◆ EXTRAIT DU DOCUMENT:
Les thèmes abordés lors de la table ronde sur la mixité en montagne:
- La tournées des scolaires et l’importance de son impact sur la jeune génération ainsi que les premiers résultats de l’enquête.
- La place de la femme dans le milieu de la montagne a travers le prisme du monitorat de ski alpin.
- L’importance des groupes non mixtes dans la pratique sportive des femmes en montagne.
- Les leviers et les freins que peut avoir une femme à se lancer dans les sports de montagne.
La tournée des scolaires : la jeune génération et la mixité dans les sports de montagne
La table ronde a été ouverte par la présentation de la Tournée des scolaires et de son impact auprès de la jeune génération. L’objectif est de réaliser un état des lieux sur les pratiques de montagne chez les jeunes scolarisés et de mesurer l’impact de ces films sur leurs représentations à long terme. Cécile Ottogalli-Mazzacavallo et Alixe Parfait se sont donc intéressées aux avis des scolaires sur les inégalités de genre ainsi que l’impact que pouvait avoir l’évolution des représentations des femmes dans le milieu outdoor à travers la médiatisation.
On constate que le milieu des sports de nature ne leur est pas inconnu avec 71% de pratiquants mais que leurs connaissances reste limité concernant ce milieu. Leurs représentations quant à elles sont essentiellement masculines avec 61% d’homme cité comme pratiquant de haut niveau. Cependant ils n’adhèrent pas au stéréotypes de genre proposé et 43% des collégien.nes et 23% des lycéen.nes pensent que les hommes et les femmes sont à égalité dans les sports de montagne. Lorsqu’on interroge ces élèves sur la binarité des sexes, les jeunes hommes ont tendance à montrer des comportements réfractaires concernant les inégalités. La sociologue Cécile Ottogalli-Mazzacavallo interpréter ce comportement par le fait que : “ça peut faire mal de perturber leur vision du monde naturaliste” et donc remettre en question la place de l’homme naturellement plus fort que la femme dans la société. Cela s’explique par des niveaux de prise de conscience différents. On observe également qu’ils n’ont pas toujours de recul sur la construction sociale et naturelle de l’Homme. Ce comportement n’est toutefois pas irréversible, une évolution sur le long terme peut avoir lieu.
Dans sa globalité, cette étude montre que la notion d’inégalité reste mal comprise par le jeune public, qu’ils sont par moment conscient que les femmes peuvent éprouver plus de difficulté à atteindre les mêmes performances qu’un homme mais, qu’à partir du moment où elles y parviennent, il n’y a pas d’inégalité entre les sexes.

◆ ENTRÉES FOURNIES:
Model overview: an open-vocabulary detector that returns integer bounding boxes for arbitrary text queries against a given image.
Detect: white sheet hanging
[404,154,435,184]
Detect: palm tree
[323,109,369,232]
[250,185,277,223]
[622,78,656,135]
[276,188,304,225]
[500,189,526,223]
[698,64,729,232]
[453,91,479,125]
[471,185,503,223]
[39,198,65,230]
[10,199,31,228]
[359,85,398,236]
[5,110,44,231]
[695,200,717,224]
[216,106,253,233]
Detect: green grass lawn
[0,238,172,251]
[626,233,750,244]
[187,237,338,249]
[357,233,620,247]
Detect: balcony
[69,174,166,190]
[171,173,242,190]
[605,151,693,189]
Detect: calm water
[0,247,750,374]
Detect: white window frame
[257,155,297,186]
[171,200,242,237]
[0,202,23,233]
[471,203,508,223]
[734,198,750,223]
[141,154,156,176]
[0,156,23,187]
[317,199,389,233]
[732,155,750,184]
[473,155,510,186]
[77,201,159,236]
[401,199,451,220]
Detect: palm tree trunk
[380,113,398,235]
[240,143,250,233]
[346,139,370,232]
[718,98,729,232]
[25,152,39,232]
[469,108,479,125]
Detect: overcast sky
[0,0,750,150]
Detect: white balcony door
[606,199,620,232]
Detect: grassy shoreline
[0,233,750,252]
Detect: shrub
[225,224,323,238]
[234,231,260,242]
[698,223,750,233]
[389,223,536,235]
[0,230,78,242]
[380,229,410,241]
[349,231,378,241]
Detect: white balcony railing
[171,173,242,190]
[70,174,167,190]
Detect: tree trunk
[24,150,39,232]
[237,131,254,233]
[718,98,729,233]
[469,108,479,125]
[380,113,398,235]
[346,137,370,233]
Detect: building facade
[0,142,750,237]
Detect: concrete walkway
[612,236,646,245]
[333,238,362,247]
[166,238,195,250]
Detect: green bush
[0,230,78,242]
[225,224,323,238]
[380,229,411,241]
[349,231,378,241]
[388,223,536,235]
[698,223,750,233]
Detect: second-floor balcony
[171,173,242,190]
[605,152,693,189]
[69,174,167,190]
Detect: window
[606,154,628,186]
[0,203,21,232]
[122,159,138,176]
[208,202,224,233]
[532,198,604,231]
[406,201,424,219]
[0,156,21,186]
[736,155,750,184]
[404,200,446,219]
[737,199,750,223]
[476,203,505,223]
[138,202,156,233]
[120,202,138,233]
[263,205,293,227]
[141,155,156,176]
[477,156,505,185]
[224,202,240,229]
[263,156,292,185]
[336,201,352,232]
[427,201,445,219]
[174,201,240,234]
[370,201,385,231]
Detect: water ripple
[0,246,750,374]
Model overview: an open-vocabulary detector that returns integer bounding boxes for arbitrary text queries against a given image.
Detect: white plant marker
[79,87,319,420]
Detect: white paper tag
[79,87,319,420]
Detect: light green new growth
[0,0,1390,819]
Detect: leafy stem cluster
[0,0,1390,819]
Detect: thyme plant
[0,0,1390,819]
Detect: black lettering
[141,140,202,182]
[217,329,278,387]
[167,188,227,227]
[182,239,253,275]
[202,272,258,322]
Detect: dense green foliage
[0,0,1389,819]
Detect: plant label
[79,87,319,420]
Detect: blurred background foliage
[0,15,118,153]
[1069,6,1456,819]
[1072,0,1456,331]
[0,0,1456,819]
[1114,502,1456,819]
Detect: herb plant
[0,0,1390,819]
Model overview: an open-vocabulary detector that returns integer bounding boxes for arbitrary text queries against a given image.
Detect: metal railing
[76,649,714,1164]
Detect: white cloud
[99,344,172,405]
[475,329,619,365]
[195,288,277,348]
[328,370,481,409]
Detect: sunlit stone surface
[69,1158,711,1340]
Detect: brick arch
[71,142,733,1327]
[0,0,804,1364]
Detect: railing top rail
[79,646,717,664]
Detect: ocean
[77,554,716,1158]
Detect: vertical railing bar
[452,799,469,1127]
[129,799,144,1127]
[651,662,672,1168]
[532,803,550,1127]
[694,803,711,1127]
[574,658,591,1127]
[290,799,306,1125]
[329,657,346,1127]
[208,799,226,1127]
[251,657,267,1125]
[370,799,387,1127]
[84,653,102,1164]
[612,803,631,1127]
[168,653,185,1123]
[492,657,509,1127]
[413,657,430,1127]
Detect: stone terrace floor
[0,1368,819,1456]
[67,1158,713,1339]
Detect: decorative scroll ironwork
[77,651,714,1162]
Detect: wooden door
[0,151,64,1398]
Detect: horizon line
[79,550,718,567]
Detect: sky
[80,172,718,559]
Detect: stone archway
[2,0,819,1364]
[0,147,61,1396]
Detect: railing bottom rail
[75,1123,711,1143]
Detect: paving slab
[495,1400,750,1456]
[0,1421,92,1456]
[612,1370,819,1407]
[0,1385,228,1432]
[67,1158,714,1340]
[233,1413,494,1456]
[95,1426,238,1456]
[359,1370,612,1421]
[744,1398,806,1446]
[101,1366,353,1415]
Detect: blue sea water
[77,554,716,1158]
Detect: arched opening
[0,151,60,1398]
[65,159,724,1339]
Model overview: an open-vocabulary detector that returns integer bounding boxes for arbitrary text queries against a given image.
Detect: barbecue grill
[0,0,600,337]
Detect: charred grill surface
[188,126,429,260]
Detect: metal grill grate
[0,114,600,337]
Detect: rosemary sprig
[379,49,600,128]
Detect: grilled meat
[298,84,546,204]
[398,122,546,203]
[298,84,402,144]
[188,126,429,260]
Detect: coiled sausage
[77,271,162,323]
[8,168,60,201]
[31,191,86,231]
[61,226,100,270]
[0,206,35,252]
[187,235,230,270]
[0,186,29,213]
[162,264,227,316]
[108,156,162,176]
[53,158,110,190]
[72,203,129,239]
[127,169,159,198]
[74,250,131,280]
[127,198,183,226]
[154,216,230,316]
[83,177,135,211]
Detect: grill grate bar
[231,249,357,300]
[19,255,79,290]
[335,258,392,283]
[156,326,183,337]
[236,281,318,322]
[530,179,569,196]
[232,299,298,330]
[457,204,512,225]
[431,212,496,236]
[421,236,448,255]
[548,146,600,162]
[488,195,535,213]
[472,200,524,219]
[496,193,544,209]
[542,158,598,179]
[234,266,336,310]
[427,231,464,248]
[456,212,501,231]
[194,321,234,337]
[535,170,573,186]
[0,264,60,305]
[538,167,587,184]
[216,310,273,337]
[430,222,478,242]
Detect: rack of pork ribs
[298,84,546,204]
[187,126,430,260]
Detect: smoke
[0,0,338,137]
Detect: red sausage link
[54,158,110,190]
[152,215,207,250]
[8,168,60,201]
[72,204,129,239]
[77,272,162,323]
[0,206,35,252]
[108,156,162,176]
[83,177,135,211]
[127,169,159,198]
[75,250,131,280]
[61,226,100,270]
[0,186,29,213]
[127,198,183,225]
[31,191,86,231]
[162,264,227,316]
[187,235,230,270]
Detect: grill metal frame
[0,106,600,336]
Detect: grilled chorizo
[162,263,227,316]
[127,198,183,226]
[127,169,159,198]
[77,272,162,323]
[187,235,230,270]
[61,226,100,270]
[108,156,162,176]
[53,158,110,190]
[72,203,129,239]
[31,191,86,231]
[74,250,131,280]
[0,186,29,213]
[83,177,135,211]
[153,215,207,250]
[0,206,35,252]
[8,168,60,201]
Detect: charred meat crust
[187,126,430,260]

◆ EXERCICES À RÉALISER:
(a) D'après l'extrait sur la mixité en montagne, quelle part des lycéen.nes pense que les hommes et les femmes sont à égalité dans les sports de montagne ?
(b) Reproduisez à l'identique le passage de l'extrait sur la mixité en montagne qui va de « Les thèmes abordés » jusqu'à « lancer dans les sports de montagne. » inclus.

◆ CORRIGÉ DES EXERCICES:
(a) 23 % des lycéen.nes.

(b)
Les thèmes abordés lors de la table ronde sur la mixité en montagne:
- La tournées des scolaires et l’importance de son impact sur la jeune génération ainsi que les premiers résultats de l’enquête.
- La place de la femme dans le milieu de la montagne a travers le prisme du monitorat de ski alpin.
- L’importance des groupes non mixtes dans la pratique sportive des femmes en montagne.
- Les leviers et les freins que peut avoir une femme à se lancer dans les sports de montagne.